• _Requirement_: Below are some records; return each one exactly.

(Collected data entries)
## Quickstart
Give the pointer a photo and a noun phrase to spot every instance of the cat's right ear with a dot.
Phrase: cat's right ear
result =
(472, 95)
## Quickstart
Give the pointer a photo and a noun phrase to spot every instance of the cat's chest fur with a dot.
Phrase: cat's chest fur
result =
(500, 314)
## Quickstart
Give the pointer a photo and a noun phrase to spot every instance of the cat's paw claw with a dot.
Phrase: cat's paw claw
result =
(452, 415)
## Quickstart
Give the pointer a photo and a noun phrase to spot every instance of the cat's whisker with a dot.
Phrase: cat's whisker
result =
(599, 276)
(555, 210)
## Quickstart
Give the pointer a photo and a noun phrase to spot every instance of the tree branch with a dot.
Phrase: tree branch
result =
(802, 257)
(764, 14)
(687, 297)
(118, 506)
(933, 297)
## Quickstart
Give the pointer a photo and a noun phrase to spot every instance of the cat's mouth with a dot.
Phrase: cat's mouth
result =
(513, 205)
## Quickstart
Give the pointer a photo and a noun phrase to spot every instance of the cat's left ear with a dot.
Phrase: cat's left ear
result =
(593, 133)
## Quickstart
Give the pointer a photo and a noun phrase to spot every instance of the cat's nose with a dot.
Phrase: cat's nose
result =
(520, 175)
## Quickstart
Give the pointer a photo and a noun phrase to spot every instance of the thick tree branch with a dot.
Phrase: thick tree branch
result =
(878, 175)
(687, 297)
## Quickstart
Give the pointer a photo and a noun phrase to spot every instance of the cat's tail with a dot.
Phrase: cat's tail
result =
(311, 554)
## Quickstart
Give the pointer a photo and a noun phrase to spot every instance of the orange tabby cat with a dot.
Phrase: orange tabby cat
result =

• _Full solution_:
## Quickstart
Give the pointer a photo and a noun phrase to spot every instance of the cat's right ear with a dot.
Phrase: cat's right ear
result =
(472, 95)
## Quickstart
Give the pointer a photo and a noun phrase to spot every instance of the cat's chest fur with a dot.
Phrase: cat's chest fur
result =
(500, 314)
## Quickstart
Give the pointer a photo and a noun phrase to spot every instance of the cat's paw claw with a dot.
Phrase: cat's paw claw
result =
(452, 415)
## Quickstart
Give the pointer a photo and a noun phrase to spot every instance of the cat's whisker with a dot.
Phrase: cat's whisker
result =
(599, 276)
(555, 210)
## Quickstart
Give the pointer a photo and a noun phrase to spot every instance of the tree branch with a dot.
Phrase: tree branch
result =
(802, 257)
(764, 14)
(687, 297)
(118, 506)
(933, 297)
## Quickstart
Give the pointer a photo and a noun phrase to spot every instance of the cat's mouth with a dot.
Phrase: cat's mouth
result =
(513, 205)
## Quickstart
Give the pointer a photo and a noun phrase to spot every instance of the cat's left ear with a dot.
Phrase: cat's left ear
result =
(593, 133)
## Quickstart
Give the pointer a photo and a noun phrase to spot every instance of the cat's nose with a dot.
Phrase: cat's nose
result =
(520, 175)
## Quickstart
Give the pointer a photo and a noun phrase to spot every instance of the thick tree branch with a dot.
Phrase: thick tree branch
result =
(878, 175)
(687, 297)
## Quickstart
Give the pointer a photo and a noun phrase to spot every instance of the cat's tail with a dot.
Phrase: cat's tail
result =
(311, 554)
## Quickstart
Give the pointer a photo and a noun phrase to spot every instance of the orange tabby cat with a dot.
Phrase: orange tabby cat
result =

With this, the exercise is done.